Natural-language object grounding data
# # # # # # #

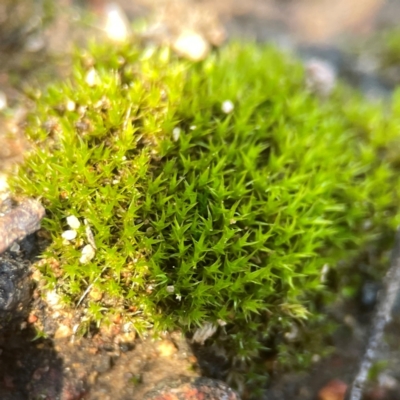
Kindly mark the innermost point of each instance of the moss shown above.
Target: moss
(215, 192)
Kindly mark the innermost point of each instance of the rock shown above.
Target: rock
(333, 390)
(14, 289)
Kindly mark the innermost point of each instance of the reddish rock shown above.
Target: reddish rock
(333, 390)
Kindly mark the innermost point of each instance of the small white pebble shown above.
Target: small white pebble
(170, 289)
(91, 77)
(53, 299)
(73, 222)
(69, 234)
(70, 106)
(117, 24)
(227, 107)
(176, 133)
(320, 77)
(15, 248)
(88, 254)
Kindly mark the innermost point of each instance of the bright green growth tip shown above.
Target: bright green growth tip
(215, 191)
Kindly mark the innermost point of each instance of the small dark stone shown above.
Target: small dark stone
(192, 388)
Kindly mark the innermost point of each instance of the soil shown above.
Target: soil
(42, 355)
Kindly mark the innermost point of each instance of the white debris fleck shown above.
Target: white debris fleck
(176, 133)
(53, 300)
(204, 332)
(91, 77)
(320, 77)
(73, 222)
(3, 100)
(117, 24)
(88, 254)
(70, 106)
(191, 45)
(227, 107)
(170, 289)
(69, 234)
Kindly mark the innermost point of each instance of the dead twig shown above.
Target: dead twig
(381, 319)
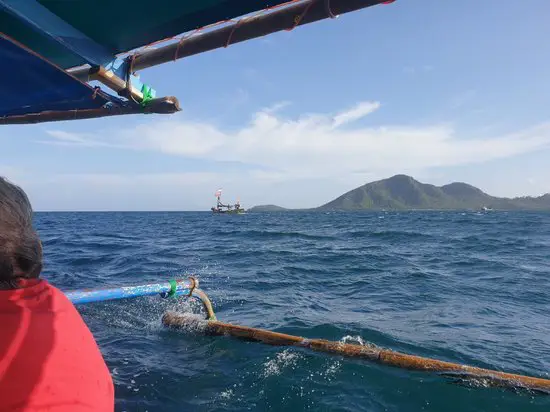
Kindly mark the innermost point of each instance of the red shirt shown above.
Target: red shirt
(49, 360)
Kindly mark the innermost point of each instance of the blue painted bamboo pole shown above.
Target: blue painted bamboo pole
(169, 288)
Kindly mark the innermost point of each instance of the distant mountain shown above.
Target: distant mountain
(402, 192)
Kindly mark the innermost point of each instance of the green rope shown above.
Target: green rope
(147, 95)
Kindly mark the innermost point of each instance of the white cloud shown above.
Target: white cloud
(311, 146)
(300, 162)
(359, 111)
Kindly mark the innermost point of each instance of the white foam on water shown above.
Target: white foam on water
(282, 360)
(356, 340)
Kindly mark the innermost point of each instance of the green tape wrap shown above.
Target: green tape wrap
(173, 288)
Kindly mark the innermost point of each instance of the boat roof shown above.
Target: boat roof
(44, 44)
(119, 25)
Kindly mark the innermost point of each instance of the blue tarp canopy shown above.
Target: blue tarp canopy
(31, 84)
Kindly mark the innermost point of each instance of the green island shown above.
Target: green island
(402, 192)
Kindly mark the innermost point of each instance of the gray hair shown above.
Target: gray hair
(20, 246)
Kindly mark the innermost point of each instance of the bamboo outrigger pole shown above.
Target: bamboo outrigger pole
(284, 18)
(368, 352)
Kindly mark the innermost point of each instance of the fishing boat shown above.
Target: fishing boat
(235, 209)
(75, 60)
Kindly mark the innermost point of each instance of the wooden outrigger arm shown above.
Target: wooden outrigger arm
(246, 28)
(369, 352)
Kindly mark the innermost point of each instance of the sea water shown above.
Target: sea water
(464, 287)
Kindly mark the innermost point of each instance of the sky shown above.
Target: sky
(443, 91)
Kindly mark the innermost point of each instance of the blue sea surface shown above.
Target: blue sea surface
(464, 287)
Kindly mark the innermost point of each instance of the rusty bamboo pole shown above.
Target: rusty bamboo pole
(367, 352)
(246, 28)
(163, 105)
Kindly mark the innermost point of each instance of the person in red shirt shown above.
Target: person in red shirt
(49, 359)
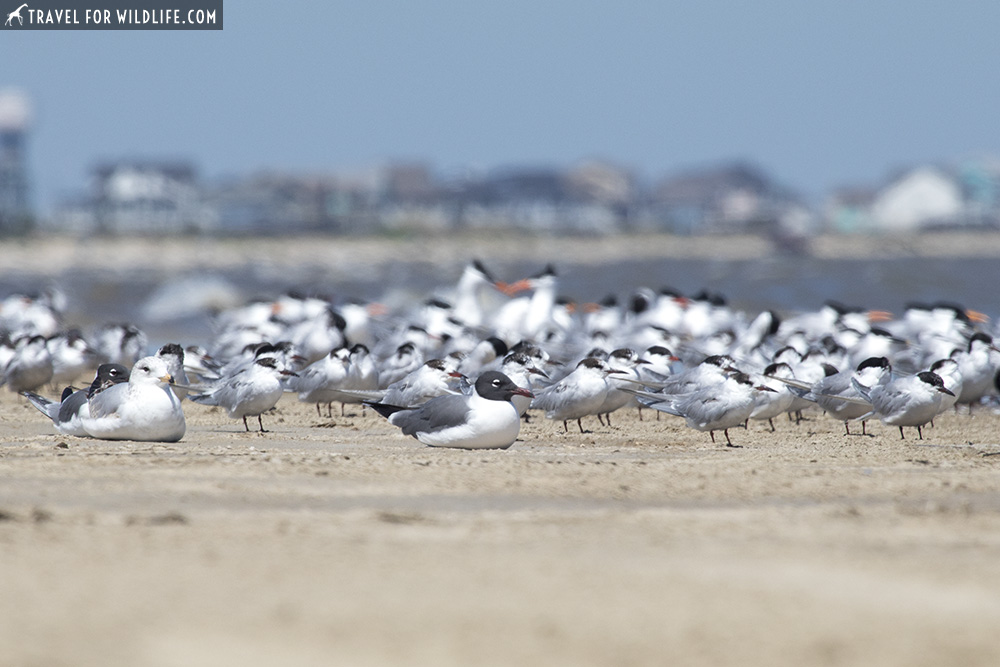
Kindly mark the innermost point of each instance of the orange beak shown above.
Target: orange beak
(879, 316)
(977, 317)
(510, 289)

# # # # # # #

**Work item**:
When you reach the line with "Target: boat roof" in the records above, start writing out lines exactly, and stop once the line with "Kindly mark the innermost point of each instance of the bamboo" has been written; include nothing else.

**Written solution**:
Target: boat roof
(44, 44)
(119, 25)
Kindly mark the innermost point of each instance of the blue tarp canopy shown above.
Target: blue tarp canopy
(31, 84)
Kindly mark the innermost point of each instance of the green island shown above.
Target: green island
(402, 192)
Kindly mark the innermost point of each instance of the gray hair shown above.
Target: gray hair
(20, 246)
Kindly mark the innermost point of each instance of the bamboo outrigger pole shown above.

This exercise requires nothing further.